> [EXERCISE DESCRIPTION]: Collect every line from the listing below that contains the word "surface", and copy each of those lines in full.

+++ DATA RECORDS +++

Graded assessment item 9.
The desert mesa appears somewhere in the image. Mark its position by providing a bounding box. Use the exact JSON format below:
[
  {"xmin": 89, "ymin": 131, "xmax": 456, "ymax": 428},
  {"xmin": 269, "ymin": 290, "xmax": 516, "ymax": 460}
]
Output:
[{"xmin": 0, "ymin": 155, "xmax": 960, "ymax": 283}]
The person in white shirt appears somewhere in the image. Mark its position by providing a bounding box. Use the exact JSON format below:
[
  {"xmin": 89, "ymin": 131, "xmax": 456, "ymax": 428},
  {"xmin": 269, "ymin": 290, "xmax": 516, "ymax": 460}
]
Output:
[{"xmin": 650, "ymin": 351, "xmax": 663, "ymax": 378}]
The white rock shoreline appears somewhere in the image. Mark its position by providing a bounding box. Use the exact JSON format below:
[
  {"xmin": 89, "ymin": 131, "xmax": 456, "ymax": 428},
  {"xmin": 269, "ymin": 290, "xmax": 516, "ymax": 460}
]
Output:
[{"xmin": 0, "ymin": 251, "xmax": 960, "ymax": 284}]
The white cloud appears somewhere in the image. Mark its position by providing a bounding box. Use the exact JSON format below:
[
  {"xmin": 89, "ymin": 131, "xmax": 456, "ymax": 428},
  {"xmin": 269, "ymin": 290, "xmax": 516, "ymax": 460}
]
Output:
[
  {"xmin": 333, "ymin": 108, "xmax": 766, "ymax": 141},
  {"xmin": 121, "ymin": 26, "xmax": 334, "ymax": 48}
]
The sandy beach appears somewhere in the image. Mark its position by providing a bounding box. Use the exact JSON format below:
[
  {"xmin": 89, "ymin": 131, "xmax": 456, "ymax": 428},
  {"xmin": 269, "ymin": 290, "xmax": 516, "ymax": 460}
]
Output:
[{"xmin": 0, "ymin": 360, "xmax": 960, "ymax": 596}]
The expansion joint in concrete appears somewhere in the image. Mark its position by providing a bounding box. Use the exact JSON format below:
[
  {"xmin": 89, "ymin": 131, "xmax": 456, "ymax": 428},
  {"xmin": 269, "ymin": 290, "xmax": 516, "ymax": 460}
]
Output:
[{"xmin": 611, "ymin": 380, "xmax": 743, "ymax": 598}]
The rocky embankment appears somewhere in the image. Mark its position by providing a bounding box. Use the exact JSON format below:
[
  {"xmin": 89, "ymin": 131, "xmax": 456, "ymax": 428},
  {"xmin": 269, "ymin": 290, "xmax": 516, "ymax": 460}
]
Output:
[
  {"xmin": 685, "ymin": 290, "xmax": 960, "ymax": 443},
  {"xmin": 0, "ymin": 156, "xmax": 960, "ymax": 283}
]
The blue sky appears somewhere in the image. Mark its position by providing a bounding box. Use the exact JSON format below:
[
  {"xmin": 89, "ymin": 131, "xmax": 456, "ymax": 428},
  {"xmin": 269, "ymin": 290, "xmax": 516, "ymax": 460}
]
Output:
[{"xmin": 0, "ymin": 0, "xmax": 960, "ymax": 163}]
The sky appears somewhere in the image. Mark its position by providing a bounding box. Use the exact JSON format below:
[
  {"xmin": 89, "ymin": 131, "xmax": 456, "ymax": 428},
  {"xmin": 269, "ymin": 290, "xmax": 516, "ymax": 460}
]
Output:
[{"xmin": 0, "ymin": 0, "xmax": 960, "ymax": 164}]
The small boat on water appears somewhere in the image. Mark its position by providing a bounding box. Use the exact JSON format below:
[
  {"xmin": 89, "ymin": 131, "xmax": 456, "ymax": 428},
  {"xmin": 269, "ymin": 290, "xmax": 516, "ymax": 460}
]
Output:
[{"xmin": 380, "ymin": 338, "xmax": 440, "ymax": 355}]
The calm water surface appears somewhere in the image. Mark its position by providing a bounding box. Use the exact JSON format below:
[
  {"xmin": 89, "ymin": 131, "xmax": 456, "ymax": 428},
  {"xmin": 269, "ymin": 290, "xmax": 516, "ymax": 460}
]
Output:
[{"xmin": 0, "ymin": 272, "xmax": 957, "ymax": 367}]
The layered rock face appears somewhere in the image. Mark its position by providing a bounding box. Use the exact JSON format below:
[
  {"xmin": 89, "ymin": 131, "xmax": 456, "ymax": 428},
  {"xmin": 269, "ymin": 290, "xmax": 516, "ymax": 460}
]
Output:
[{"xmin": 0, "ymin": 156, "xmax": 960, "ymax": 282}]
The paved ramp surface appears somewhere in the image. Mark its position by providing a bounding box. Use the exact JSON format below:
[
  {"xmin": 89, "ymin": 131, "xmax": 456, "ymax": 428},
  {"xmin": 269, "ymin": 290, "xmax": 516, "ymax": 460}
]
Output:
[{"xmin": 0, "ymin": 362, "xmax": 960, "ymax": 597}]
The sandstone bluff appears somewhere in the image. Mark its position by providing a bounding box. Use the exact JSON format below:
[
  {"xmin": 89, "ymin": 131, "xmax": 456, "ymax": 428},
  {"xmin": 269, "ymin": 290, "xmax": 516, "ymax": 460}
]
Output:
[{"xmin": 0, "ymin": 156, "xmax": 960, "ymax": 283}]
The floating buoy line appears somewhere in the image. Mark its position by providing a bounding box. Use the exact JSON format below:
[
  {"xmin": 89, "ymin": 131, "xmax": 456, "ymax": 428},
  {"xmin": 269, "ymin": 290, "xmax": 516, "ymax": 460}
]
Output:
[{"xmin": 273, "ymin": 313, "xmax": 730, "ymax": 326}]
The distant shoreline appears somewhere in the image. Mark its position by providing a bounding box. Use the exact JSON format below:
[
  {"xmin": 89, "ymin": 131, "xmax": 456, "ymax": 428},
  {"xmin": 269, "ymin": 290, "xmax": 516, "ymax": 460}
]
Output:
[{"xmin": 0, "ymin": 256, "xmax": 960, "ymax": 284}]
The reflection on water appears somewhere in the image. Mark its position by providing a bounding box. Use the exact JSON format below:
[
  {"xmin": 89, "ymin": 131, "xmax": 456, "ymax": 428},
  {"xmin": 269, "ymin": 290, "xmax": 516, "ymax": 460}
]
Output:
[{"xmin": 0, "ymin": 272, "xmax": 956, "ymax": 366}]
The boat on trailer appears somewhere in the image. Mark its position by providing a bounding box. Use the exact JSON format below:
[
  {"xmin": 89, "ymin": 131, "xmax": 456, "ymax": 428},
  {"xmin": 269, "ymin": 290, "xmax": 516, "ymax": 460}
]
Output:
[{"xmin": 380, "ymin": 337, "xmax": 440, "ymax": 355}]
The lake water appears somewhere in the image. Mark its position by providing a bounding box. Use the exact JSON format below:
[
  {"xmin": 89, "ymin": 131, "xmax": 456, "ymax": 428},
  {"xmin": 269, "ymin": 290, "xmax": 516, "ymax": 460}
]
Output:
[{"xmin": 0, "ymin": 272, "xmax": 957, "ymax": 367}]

+++

> [RESPONSE TO THIS TASK]:
The calm water surface appears somewhere in the image. Mark its position by providing a bounding box. Use the exact JSON format below:
The paved ramp surface appears somewhere in the image. Mark its position by providing a bounding box. Use the exact JSON format below:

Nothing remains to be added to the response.